Skip the pictures. Transcribe the rest of the data below without changing a word.
■ ■ ■ ■ ■ ■ ■
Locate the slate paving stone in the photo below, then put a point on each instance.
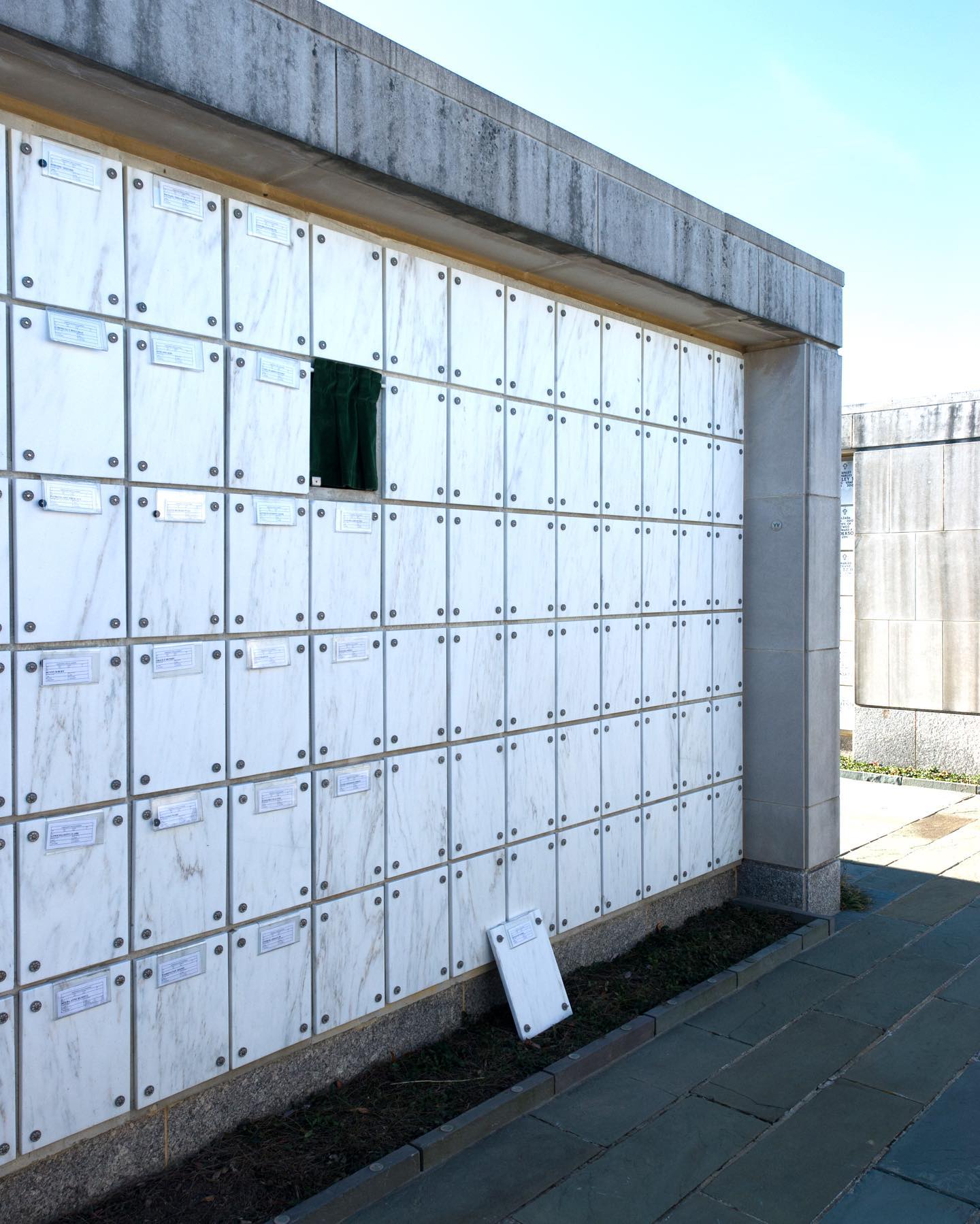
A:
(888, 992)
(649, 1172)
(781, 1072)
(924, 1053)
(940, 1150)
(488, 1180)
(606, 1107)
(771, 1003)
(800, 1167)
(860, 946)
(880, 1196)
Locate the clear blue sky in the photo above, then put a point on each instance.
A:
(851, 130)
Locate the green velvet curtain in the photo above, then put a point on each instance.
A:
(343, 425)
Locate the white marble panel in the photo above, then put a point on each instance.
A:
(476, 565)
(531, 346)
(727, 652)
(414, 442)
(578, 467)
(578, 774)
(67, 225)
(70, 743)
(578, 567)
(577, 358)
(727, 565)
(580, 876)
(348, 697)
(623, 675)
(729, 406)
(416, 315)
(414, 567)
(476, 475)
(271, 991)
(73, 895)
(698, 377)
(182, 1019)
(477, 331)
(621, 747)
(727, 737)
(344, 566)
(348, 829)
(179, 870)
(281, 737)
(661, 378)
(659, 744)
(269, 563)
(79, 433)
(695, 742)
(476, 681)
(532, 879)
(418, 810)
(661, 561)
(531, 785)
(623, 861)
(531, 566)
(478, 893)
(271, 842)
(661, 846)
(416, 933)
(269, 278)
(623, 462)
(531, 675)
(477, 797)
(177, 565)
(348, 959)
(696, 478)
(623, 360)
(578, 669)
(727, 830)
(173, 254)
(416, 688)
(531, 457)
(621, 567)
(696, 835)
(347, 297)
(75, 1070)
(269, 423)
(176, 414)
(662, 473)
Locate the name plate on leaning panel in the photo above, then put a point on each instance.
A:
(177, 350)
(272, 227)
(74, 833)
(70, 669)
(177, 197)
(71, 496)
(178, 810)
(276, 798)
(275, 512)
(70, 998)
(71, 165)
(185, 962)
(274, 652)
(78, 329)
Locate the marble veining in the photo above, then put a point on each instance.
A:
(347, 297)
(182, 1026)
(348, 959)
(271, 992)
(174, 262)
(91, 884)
■ ■ ■ ■ ■ ■ ■
[Final result]:
Locate the slate paving stone in the photo below, then put a point on each instance.
A:
(888, 992)
(649, 1172)
(781, 1072)
(924, 1053)
(940, 1150)
(488, 1180)
(606, 1107)
(771, 1003)
(800, 1167)
(860, 946)
(880, 1196)
Locate the clear blue sky in the photo above, then put a point on each instance.
A:
(851, 130)
Locate the green velvet curtain in the photo above, then put a point on each instance.
A:
(343, 425)
Locate the white marble panel in the photo above, then put a point on each instance.
A:
(476, 565)
(531, 346)
(727, 652)
(414, 442)
(578, 467)
(578, 774)
(67, 225)
(70, 743)
(578, 567)
(577, 358)
(727, 565)
(580, 876)
(348, 697)
(623, 675)
(729, 406)
(416, 315)
(414, 567)
(476, 475)
(271, 991)
(73, 895)
(698, 377)
(182, 1019)
(477, 331)
(621, 747)
(727, 737)
(344, 566)
(348, 829)
(179, 870)
(281, 737)
(661, 378)
(659, 744)
(269, 563)
(79, 433)
(695, 742)
(476, 681)
(532, 879)
(418, 810)
(661, 561)
(531, 785)
(623, 861)
(531, 566)
(478, 893)
(271, 842)
(661, 846)
(416, 933)
(269, 278)
(623, 462)
(531, 675)
(477, 797)
(177, 565)
(348, 959)
(696, 478)
(623, 360)
(578, 669)
(727, 830)
(173, 254)
(416, 688)
(531, 457)
(621, 567)
(696, 835)
(347, 297)
(75, 1070)
(269, 423)
(176, 414)
(662, 473)
Locate the name plate on leaning panel in the photo above, then put a point on each instance.
A:
(177, 350)
(272, 227)
(74, 833)
(70, 669)
(177, 197)
(71, 496)
(178, 810)
(276, 798)
(275, 512)
(70, 998)
(71, 165)
(185, 962)
(274, 652)
(78, 329)
Locate the marble veining in the photo above, then put a point on each instance.
A:
(347, 297)
(182, 1026)
(348, 959)
(271, 992)
(174, 262)
(91, 884)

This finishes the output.